» **READING TEXT**
######
Analogy: self-driving in a city. Tesla picks "bold auto + occasional rear-end"; Waymo picks "cautious auto + human handover." GitHub's incident was the former philosophy hitting a wall; they pivoted to the latter. Distributed-systems maturity is not "more automation," it's "knowing where to stop and wait for a human".

3. Capacity estimation: 1M DAU SaaS, primary Postgres at 10k write QPS / 50k read QPS. CFO wants to cut costs: "Do we really need 5 read replicas? Can we trim to 2?" Give a quantitative analysis.

Before cutting, decompose what each replica does. Lump-sum answers are always wrong.

5 distinct roles replicas serve, each with different sizing needs:

  • Read capacity scaling: 50k read QPS / 15k per replica = at least 4 replicas. Cutting to 2 = read-overload.
  • HA / failover standby: at least 1 semi-sync same-AZ; can't share with read traffic (failover would halve read capacity).
  • Analytics isolation: BI / data export on a dedicated replica to avoid hurting online reads. Usually 1.
######
» **SUPPLIED DATA**
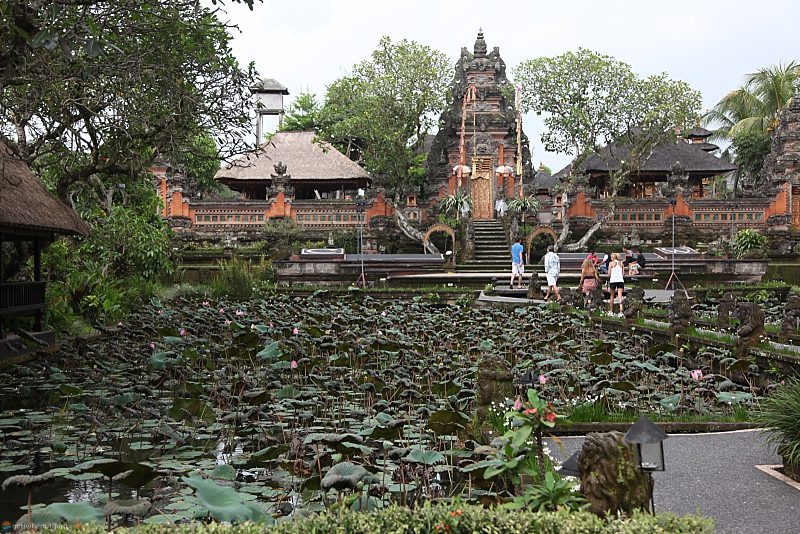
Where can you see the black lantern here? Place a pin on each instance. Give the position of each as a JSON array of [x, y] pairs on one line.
[[570, 466], [649, 440]]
######
» **REQUESTS**
(a) Please answer these questions from the read replica text, one per line:
(i) In the analogy, which company picks "cautious auto + human handover"?
(ii) What per-replica read QPS figure is used to work out read capacity?
(iii) What work goes on the dedicated analytics replica?
(b) For each statement, decide whether the read replica text agrees, and quote the words that settle it.
(i) GitHub moved to the bold automation approach after its incident.
(ii) The CFO asks about cutting down to 2 read replicas.
(iii) The HA failover standby can also take read traffic.

» **ANSWERS FOR THE EXERCISE**
(a)
(i) Waymo
(ii) 15k
(iii) BI / data export

(b)
(i) No: "GitHub's incident was the former philosophy hitting a wall; they pivoted to the latter."
(ii) Yes: "Can we trim to 2?"
(iii) No: "can't share with read traffic"